Finley hinted that he was considering moving his team to Toronto or Seattle, he went silent for a while. However, in 1974, even while headed for the team’s third straight world championship, Finely began romancing potential buyers from Toronto and Denver while slashing employees and budgets, cutting back on ticket plans and promotions to bolster his arguments about the financial illness of his franchise, and then went on national television during the 1974 World Series to criticize Oakland for not supporting his team well enough.
After the 1974 World Series, Hunter was declared a free agent because Finley had failed to set aside part of the pitching star’s salary in an annuity, as required by his contract. Hunter then signed a lucrative contract with the New York Yankees. In spite of this loss, the A’s still won the American League Western Division in 1975 before losing to the Boston Red Sox in the ALCS. After the advent of free agency, and after failing to get rid of Commissioner Bowie Kuhn, Finley followed in the sad tradition of the Athletics: like his predecessor Connie Mack had done, Finley gutted his team before his best players could just walk away through free agency.
Finley tried to sell ace pitcher Vida Blue to the Yankees and Fingers and Rudi to the Red Sox for a total of $3.5 million, claiming he needed the money to sign free agents to rebuild his team. Citing the best interests of baseball, Kunn voided the sales, thereby enraging Finley, who called the commissioner “the village idiot.” He sued to force the deals through, but lost.

■ Point-per-instance localization data ■
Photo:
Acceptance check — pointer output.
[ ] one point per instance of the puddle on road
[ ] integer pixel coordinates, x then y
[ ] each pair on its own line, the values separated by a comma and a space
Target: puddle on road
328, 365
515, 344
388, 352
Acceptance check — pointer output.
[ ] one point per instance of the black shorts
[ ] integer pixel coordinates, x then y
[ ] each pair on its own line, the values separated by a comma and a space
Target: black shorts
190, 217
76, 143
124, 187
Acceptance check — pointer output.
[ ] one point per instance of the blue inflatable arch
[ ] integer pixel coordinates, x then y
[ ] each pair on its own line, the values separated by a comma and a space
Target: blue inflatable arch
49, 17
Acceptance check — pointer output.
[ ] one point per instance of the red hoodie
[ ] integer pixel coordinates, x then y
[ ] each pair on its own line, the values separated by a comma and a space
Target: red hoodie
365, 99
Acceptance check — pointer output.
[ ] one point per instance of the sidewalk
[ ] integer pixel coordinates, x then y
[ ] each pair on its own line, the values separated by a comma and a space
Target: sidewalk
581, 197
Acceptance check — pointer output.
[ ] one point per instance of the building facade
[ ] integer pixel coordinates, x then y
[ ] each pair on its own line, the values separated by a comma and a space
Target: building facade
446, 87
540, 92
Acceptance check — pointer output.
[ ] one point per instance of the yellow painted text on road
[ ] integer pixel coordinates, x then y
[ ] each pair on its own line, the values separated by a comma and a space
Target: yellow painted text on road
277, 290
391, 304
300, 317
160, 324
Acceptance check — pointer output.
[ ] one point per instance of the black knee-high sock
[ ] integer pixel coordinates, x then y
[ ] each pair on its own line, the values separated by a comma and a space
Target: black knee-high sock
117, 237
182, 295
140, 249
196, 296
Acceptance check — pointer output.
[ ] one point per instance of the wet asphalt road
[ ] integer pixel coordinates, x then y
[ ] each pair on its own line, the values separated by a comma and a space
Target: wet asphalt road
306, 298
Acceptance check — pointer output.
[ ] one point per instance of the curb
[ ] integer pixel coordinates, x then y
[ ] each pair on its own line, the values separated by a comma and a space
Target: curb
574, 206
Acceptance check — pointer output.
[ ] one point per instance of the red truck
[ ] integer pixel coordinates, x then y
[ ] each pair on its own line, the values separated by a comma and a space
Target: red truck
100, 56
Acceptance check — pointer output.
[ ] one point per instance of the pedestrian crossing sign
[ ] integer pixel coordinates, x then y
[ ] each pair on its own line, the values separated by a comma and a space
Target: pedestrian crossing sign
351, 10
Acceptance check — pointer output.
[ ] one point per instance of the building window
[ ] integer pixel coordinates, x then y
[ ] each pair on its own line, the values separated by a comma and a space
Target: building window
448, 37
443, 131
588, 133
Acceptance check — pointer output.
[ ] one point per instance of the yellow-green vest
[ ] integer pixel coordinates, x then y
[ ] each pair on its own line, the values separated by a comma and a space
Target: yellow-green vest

■ Exercise A ■
In the Oakland A's passage, which team did Hunter sign with after he was declared a free agent?
■ Exercise B ■
Repeat the Oakland A's passage from "Finley tried to" to "through, but lost.".
■ Exercise C ■
Carry on the passage about Finley and the Oakland A's from where it stops.

■ Task response A ■
The New York Yankees.

■ Task response B ■
Finley tried to sell ace pitcher Vida Blue to the Yankees and Fingers and Rudi to the Red Sox for a total of $3.5 million, claiming he needed the money to sign free agents to rebuild his team. Citing the best interests of baseball, Kunn voided the sales, thereby enraging Finley, who called the commissioner “the village idiot.” He sued to force the deals through, but lost.

■ Task response C ■
By 1977, A’s players were calling for the league to assume operation of the franchise as attendance dropped below 500,000 for the season. Their home, Oakland Stadium, was often called the Mausoleum for being so empty so often during games. In spite of the plunging attendance, Finley continued making money by selling off the players who did not leave via free agency (Rudi, Campaneris, Fingers, Don Baylor, and Gene Tenace were among the players who opted for free agency).
Oakland city officials refused to release Finley from his lease obligation to the stadium so he could relocate the team. At one point, San Francisco Giants owner Bob Lurie agreed to contribute cash and some home games at the Coliseum if it meant getting rid of the A’s, but the team remained in Oakland (and remains there to this day). Finally, in ill health and unable to continue the endless fight, Finley sold the team to the Haas family—owners of Levi-Strauss—on August 23, 1980. Finley’s tenure as an owner finally and thankfully ended twenty years after it began.
Finley lost most of his fortune due to bad business deals, and died largely broke of heart and vascular disease on February 19, 1996, three days before his 78th birthday. Hardly anyone lamented his death, and even less missed him.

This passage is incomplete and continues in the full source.